== WORK INSTRUCTIONS ==
Select from the data all lines with the word "algae".

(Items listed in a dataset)
________________________________________

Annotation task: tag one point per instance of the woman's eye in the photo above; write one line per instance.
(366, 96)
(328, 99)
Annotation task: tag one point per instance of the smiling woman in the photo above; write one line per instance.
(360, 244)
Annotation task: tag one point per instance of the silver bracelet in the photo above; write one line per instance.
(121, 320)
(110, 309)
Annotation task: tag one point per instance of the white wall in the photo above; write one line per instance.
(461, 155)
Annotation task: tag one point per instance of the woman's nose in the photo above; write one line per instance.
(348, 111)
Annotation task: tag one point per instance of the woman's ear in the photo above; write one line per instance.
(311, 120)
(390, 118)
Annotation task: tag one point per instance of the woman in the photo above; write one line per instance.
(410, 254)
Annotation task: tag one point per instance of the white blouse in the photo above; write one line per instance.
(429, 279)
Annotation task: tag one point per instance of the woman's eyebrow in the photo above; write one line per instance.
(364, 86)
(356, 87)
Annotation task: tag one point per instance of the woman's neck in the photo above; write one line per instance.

________________________________________

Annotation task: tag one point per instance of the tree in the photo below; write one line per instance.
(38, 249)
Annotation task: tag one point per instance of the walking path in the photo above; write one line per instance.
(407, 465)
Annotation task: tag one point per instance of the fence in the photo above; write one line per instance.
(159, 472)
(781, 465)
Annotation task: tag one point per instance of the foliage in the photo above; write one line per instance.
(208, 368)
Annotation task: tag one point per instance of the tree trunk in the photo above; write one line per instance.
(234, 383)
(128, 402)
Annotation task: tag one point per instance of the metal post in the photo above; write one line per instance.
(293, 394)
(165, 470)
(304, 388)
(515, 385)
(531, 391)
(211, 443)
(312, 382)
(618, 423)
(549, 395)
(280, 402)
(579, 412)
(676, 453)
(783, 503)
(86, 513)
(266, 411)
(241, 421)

________________________________________

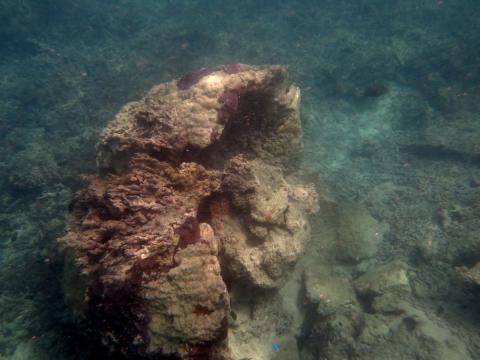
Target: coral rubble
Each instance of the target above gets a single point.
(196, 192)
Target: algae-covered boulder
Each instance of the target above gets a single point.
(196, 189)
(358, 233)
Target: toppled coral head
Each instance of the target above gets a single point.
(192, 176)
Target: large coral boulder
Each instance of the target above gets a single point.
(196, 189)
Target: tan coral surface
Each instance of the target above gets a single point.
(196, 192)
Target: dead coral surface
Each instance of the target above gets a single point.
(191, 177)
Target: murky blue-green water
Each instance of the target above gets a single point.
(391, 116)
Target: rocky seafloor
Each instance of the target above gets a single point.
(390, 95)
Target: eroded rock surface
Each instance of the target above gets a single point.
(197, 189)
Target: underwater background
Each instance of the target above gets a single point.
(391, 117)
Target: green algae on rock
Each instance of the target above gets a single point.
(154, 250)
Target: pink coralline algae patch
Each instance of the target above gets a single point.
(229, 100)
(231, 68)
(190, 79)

________________________________________

== TASK ANSWER ==
Target: algae-covered boulder
Target: green algae on rock
Target: pink coralline algae patch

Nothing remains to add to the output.